= International cybercrime =

Illegal computer activities on the Internet

There is no commonly agreed single definition of “cybercrime”. It refers to illegal internet-mediated activities that often take place in global electronic networks. Cybercrime is "international" or "transnational" – there are ‘no cyber-borders between countries'. International cybercrimes often challenge the effectiveness of domestic and international law, and law enforcement. Because existing laws in many countries are not tailored to deal with cybercrime, criminals increasingly conduct crimes on the Internet in order to take advantages of the less severe punishments or difficulties of being traced.

Information and communication technology (ICT) plays an important role in helping ensure interoperability and security based on global standards. General countermeasures have been adopted to combat cybercrime, such as legal measures to improve legislation and technical measures to trace crimes over the network, Internet content control, using public or private proxy and computer forensics, encryption, and plausible deniability.

==Typology==
Cybercrime is often associated with various forms of Internet attacks, such as hacking, Trojans, malware (keyloggers), botnet, Denial-of-Service (DoS), spoofing, phishing, and vishing. Though cybercrime encompasses a broad range of illegal activities, it can be generally divided into five categories:

===Intrusive Offenses===

Illegal Access: “Hacking” is one of the major forms of offenses that refers to unlawful access to a computer system.

Data Espionage: Offenders can intercept communications between users (such as e-mails) by targeting communication infrastructure such as fixed lines or wireless, and any Internet service (e.g., e-mail servers, chat or VoIP communications).

Data Interference: Offenders can violate the integrity of data and interfere with them by deleting, suppressing, or altering data and restricting access to them.

===Content-related offenses===

Pornographic Material (Child-Pornography): Sexually related content was among the first content to be commercially distributed over the Internet.

Racism, Hate Speech, Glorification of Violence: Radical groups use mass communication systems such as the Internet to spread propaganda.

Religious Offenses: A growing number of websites present material that is in some countries covered by provisions related to religious offenses, e.g., anti-religious written statements.

Spam: Offenders send out bulk mails by unidentified source and the mail server often contains useless advertisements and pictures.

===Copyright and trademark-related offenses===

Common copyright offenses: cyber copyright infringement of software, music or films.

Trademark violations: A well-known aspect of global trade. Offenses include phishing and domain or name-related offenses, such as cybersquatting.

===Computer-related offenses===

Fraud: online auction fraud, advance fee fraud, credit card fraud, Internet banking

Forgery: manipulation of digital documents.

Identity theft: It refers to stealing private information including Social Security Numbers (SSN), passport numbers, Date of birth, addresses, phone numbers, and passwords for non-financial and financial accounts.

===Combination offenses===

Cyberterrorism: The main purposes of it are propaganda, information gathering, preparation of real-world attacks, publication of training material, communication, terrorist financing and attacks against critical infrastructure.

Cyberwarfare: It describes the use of ICTs in conducting warfare using the Internet.

Cyberlaundering: Conducting crime through the use of virtual currencies, online casinos etc.

§

▸ **CHALLENGE 1**: According to the text on international cybercrime, into how many categories can cybercrime generally be divided?
▸ **CHALLENGE 2**: Extend the text on international cybercrime past its final sentence.
You won't need the rows that follow.

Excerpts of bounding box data
§

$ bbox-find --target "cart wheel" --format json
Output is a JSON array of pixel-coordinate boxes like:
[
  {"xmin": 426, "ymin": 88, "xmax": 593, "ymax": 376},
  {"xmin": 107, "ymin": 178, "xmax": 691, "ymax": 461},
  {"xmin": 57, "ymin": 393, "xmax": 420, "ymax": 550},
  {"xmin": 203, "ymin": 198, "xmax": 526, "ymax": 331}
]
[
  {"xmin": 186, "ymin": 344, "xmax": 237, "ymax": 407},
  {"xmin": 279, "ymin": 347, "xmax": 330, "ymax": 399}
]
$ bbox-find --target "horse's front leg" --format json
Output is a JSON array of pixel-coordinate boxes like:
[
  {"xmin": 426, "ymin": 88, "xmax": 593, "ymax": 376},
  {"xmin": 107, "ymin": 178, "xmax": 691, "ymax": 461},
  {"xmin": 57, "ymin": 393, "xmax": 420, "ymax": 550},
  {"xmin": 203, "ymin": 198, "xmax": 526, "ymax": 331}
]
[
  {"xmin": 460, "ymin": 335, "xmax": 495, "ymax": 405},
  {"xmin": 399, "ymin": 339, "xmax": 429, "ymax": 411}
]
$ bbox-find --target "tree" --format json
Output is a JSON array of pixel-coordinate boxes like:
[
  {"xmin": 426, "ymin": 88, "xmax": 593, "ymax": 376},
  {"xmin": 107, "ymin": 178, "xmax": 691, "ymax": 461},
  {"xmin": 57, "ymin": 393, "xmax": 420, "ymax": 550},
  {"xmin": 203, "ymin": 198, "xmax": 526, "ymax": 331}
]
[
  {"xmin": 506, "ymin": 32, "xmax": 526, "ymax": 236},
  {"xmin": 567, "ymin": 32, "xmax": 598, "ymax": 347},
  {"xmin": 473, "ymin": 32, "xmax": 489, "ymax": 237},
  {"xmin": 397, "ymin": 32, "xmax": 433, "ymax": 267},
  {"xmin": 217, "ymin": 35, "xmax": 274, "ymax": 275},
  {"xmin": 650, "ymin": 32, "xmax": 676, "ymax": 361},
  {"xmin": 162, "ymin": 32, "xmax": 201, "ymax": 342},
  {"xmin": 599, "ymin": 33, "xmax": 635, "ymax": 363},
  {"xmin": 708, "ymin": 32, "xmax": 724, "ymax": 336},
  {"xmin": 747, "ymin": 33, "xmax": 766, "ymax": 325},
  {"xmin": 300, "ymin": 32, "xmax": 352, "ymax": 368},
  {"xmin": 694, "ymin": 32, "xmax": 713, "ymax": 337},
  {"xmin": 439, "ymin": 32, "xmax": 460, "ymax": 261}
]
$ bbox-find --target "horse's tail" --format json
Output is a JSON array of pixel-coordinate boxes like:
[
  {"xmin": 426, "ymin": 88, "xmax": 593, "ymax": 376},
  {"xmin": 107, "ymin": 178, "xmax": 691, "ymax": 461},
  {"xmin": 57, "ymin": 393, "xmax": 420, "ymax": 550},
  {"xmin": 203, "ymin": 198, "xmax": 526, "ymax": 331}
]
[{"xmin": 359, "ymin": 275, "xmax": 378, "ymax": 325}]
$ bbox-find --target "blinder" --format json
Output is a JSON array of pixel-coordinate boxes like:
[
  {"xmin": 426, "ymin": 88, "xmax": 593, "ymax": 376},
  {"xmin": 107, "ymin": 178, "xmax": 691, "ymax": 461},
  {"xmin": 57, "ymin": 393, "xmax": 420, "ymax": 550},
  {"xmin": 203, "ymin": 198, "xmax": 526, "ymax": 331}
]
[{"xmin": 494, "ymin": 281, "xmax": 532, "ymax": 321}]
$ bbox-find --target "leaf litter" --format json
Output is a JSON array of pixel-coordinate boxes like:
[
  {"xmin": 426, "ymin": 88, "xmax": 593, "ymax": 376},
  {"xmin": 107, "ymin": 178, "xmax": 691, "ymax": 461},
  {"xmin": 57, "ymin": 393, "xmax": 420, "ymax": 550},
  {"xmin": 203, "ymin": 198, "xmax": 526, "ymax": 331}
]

§

▸ **RIGHT ANSWER 1**: Five categories.

▸ **RIGHT ANSWER 2**:
==Threats==

Similar to conventional crime, economic benefits, power, revenge, adventure, ideology and lust are the core driving forces of cybercrime. Major threats caused by those motivations can be categorized as following:

Economic security, reputation and social trust are severely challenged by cyber fraud, counterfeiting, impersonation and concealment of identity, extortion, electronic money laundering, copyright infringement and tax evasion.

Public interest and national security is threatened by dissemination of offensive material —e.g., pornographic, defamatory or inflammatory/intrusive communication— cyber stalking/harassment, Child pornography and paedophilia, electronic vandalism/terrorism.

Privacy, domestic and even diplomatic information security are harmed by unauthorized access and misuse of ICT, denial of services, and illegal interception of communication.

Domestic, as well as international security are threatened by cybercrime due to its transnational characteristic. No single country can handle this issue on its own. Collaboration is required to defend against cybercrime on a global scale.

==International trends==
As more and more criminals are aware of potentially large economic gains that can be achieved with cybercrime, they tend to switch from simple adventure and vandalism to more targeted attacks, especially platforms where valuable information highly concentrates, such as computer, mobile devices and the Cloud. There are several emerging international trends of cybercrime.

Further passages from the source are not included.